■ **PROMPT A**
In the de-risking article, which bank is once more exiting from a number of existing clients in the FX marketplace?
■ **PROMPT B**
Write the next part of the de-risking article, starting after the closing FATF quotation.

■ **PROVIDED PASSAGE**

══════════════════════════════

Written By John Horan, Maze Investigations and Compliance Training LTD.
De-risking is fast becoming the default approach by Financial Institutions when faced with hard questions in respect of the need to continue or indeed establish a business relationship with a client or potential client.
The FX marketplace is yet again under increasing pressure as Barclays again exits from a number of existing clients and other banks are refusing to open accounts for these types of businesses. I have heard that the FX companies in question are being told it is not de-risking just a commercial decision yet they are only being asked AML questions prior to the dreaded letter telling them the bank is not open for their business.
The FATF attitude to de-risking is robust,
“De-risking can introduce risk and opacity into the global financial system, as the termination of account relationships has the potential to force entities, and persons into less regulated or unregulated channels. Moving funds through regulated, traceable channels may facilitate the implementation of anti-money laundering / countering the financing of terrorism (AML/CFT) measures”.
“It is central to our mandate to ensure that the global AML/CFT standard is well understood and accurately implemented, and that countries and their financial institutions are provided with support in designing AML/CFT measures that meet the goal of financial inclusion.” (Source FATF)

══════════════════════════════

■ **LISTED RECORDS**
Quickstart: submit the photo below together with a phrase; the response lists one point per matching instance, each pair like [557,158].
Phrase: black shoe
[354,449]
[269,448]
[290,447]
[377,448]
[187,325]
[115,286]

══════════════════════════════

■ **REPLY A**
Barclays

■ **REPLY B**
De risking is inherently lazy, rather than deal with the matter just get rid of it. Of course the answer given is usually “it’s not our fault we will be heavily penalised if the customer money launders”. Where does that come from? Can someone point me in the direction of a regulator who has come out with that statement?
Another explanation is it is too expensive to manage that client, really? No one in business is going to spend more on compliance that they make in profit, nor should they. Financial institutions are businesses first and foremost not social service providers, law enforcement agencies or the nation’s bulwark against financial crime (despite the hype to the contrary). That said opportunities are being missed.
Taking a calculated risk and on boarding a client with a “perceived” higher risk profile can lead to an increased profitability, and the added cachet of being both a forward thinker and the institution that is in the forefront of the fight against money laundering by its inclusive policies.
When training Financial Institutions I often tell them I can 100% eliminate money laundering in their bank. I can! Of course the bank will no longer have any customers as I will ratchet up the compliance levels to including asking for DNA samples and employing compliance officers in their hundreds to follow clients home or to work to ensure they have not been misleading the bank. Ludicrous thought isn’t it.
The FATF and others in recognising the impossibility of eliminating money laundering recommend a Risk Based Approach. This is particularly relevant when entering a relationship with another FI where that FI is in fact a client rather than a correspondent. Yet the rules when addressing a correspondent relationship work equally well with a Financial Institution client.
Ask for their policies and procedures, review them. Visit their premises, talk to their compliance and operational staff. Walk the scene, to use a police term. Does their attitude to compliance mirror or exceed your own? If it does then I suggest you can be satisfied. Then of course the risk averse will immediately counter with “What about their customers what if they are money laundering”?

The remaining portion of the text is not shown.